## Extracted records
____________________

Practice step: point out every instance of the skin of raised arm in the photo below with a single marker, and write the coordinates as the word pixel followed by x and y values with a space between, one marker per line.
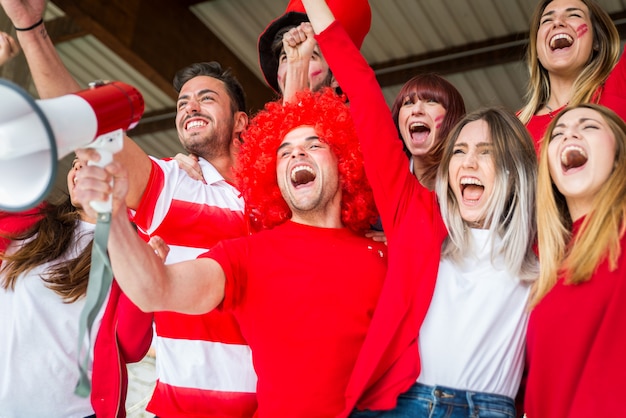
pixel 191 287
pixel 298 49
pixel 52 79
pixel 319 14
pixel 8 48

____________________

## TASK DETAILS
Rewrite all the material, changing each "marker" to "dot" and keeping everything else the same. Omit the pictures from your answer.

## SOLUTION FOR THIS EXERCISE
Practice step: point out every instance of the skin of raised arm in the photo below with a single dot, and write the coordinates as the word pixel followed by x and y values with a space between, one dot per line.
pixel 191 287
pixel 298 49
pixel 52 79
pixel 319 14
pixel 8 48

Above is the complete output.